TASK OBJECTIVE: Would you give the records below again, exactly and completely?

GIVEN DATA:
▼▼▼
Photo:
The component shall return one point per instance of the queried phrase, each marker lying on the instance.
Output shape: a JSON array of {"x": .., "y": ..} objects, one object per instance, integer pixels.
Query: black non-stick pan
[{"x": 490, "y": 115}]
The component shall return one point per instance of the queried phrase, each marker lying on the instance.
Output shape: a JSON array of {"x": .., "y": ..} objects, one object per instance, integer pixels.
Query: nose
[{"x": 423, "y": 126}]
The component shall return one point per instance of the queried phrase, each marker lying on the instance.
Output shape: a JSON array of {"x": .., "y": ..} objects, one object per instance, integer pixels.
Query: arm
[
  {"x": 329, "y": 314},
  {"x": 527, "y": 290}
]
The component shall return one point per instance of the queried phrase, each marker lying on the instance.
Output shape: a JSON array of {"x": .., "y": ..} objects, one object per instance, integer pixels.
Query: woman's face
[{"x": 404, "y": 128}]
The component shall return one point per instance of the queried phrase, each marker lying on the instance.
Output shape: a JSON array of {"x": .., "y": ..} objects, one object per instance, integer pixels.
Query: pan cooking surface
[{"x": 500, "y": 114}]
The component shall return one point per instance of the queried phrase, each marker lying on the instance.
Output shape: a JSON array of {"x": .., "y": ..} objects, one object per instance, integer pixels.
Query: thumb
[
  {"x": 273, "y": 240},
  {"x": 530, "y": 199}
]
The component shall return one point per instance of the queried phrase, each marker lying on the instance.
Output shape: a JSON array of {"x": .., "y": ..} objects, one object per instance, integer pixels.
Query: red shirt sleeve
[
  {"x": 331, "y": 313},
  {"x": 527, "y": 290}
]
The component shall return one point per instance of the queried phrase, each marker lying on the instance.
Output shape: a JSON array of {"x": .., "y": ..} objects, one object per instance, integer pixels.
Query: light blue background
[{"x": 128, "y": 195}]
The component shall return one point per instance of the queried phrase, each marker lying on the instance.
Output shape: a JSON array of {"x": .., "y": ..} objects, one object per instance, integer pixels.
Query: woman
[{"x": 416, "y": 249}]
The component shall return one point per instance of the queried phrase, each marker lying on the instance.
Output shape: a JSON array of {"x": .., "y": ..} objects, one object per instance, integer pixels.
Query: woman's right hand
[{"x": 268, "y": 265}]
▲▲▲
SOLUTION TO THE EXERCISE:
Photo:
The component shall return one point per instance of the queried phrase, each marker lying on the instance.
Output shape: a JSON array of {"x": .., "y": ..} objects, one object per instance, integer pixels.
Query: black non-stick pan
[{"x": 490, "y": 115}]
The component shall return one point per instance of the queried phrase, each marker lying on the instance.
Output shape: a JSON array of {"x": .., "y": ..} objects, one object per instance, integer pixels.
Query: nose
[{"x": 423, "y": 126}]
The component shall return one point per instance of the queried phrase, each marker lying on the instance.
Output shape: a JSON array of {"x": .., "y": ..} objects, one object per instance, integer pixels.
Query: arm
[
  {"x": 329, "y": 314},
  {"x": 527, "y": 290}
]
The component shall return one point per instance of the queried phrase, each marker lying on the instance.
Output shape: a JSON array of {"x": .., "y": ..} objects, one object per instance, integer pixels.
Query: woman's face
[{"x": 404, "y": 128}]
The component shall return one point per instance of the queried phrase, each marker lying on the instance.
Output shape: a JSON array of {"x": .., "y": ..} objects, one object per instance, integer pixels.
Query: pan cooking surface
[{"x": 500, "y": 114}]
The component shall return one point per instance of the queried phrase, each marker lying on the instance.
Output shape: a JSON array of {"x": .., "y": ..} objects, one object per instance, integer pixels.
Query: thumb
[
  {"x": 273, "y": 240},
  {"x": 530, "y": 199}
]
The component shall return one point per instance of the queried phrase, each marker lying on the instance.
Output shape: a JSON array of {"x": .., "y": ..} objects, one object per instance, integer pixels.
Query: red shirt sleeve
[
  {"x": 331, "y": 313},
  {"x": 527, "y": 290}
]
The component shall return one point per instance of the queried phrase, each marker lying on the instance.
Output shape: a JSON array of {"x": .., "y": ..} objects, one object per instance, integer pixels.
Query: light blue background
[{"x": 128, "y": 195}]
The component shall return one point per instance of the queried phrase, each marker lying on the instance.
Output shape: a JSON array of {"x": .., "y": ..} objects, one object per instance, integer pixels.
Query: woman
[{"x": 416, "y": 249}]
The component shall return one point per instance of the queried phrase, each marker lying on the instance.
Output shape: a JSON array of {"x": .., "y": ..} objects, one object per instance, integer pixels.
Query: woman's right hand
[{"x": 268, "y": 265}]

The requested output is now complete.